■ 練習問題
中医学の「気」についての文章から、「中医学においては「気」という概念は、とても重要な位置付けにあります。」で始まり「先人たちは、見えない「気」を大切に生きていたんだと感じますね。」で終わる部分を一字一句変えずに書き写してください。

■ 抜粋文
中医学を学ぶときに、出てくる「気」という存在。見えないものだけに、捉えづらくなんだか怪しい感じ?さえする言葉と感じる人もいるかもしれません。

中医学においては「気」という概念は、とても重要な位置付けにあります。
自然界を構成する最も原始的な物質で、気の運動・変化によって自然界のすべてのものが誕生して存在すると考えられています。

量子力学で解明されていたはるか昔に理解されていたというのも凄いことですね。
中医学では、『気=エネルギー』で自然界のすべての物・現象を作り出すものとされています。


日本語にも「元気=気の元」「病気=気が病む」「空気=空に気がある」「寒気=冷たく寒いと感じる気」「暖気=温かく感じる気」という自然界の気の言葉や、「やる気」「根気」「負けん気」「気が上がる」「気が下がる」「気が短い」「気が長い」「色気」など人の気についての言葉も多くあり、日常で何気に使っていますが、実はこれらのものは全て見えないものを指していますが、それぞれに感覚として持っているものですよね。
先人たちは、見えない「気」を大切に生きていたんだと感じますね。

そんな気についてもう少し掘り下げていってみたいと思います。




「気」はどこからくるの?

気は見えないものですが、私たちの体にとってとても重要であることは、なんとなくわかったのですが、一体どどこで作られているの?という疑問について書いていきたいと思います。

■ 確認用データ
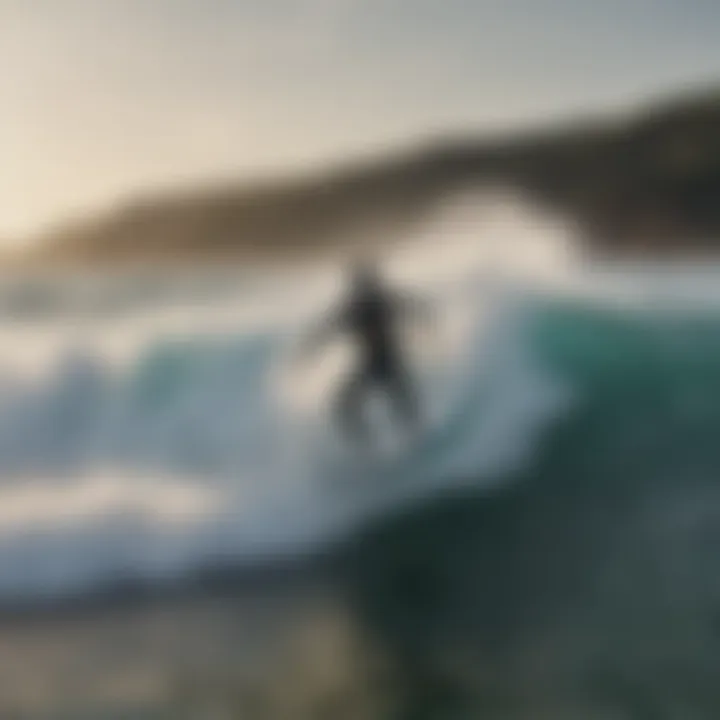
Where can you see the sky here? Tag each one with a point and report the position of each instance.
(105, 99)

* * *

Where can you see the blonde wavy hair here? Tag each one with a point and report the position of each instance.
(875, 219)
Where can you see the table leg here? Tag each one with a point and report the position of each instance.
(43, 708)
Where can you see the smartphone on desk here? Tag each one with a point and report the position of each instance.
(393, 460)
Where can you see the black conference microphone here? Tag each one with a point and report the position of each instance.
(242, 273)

■ 解答
中医学においては「気」という概念は、とても重要な位置付けにあります。
自然界を構成する最も原始的な物質で、気の運動・変化によって自然界のすべてのものが誕生して存在すると考えられています。

量子力学で解明されていたはるか昔に理解されていたというのも凄いことですね。
中医学では、『気=エネルギー』で自然界のすべての物・現象を作り出すものとされています。


日本語にも「元気=気の元」「病気=気が病む」「空気=空に気がある」「寒気=冷たく寒いと感じる気」「暖気=温かく感じる気」という自然界の気の言葉や、「やる気」「根気」「負けん気」「気が上がる」「気が下がる」「気が短い」「気が長い」「色気」など人の気についての言葉も多くあり、日常で何気に使っていますが、実はこれらのものは全て見えないものを指していますが、それぞれに感覚として持っているものですよね。
先人たちは、見えない「気」を大切に生きていたんだと感じますね。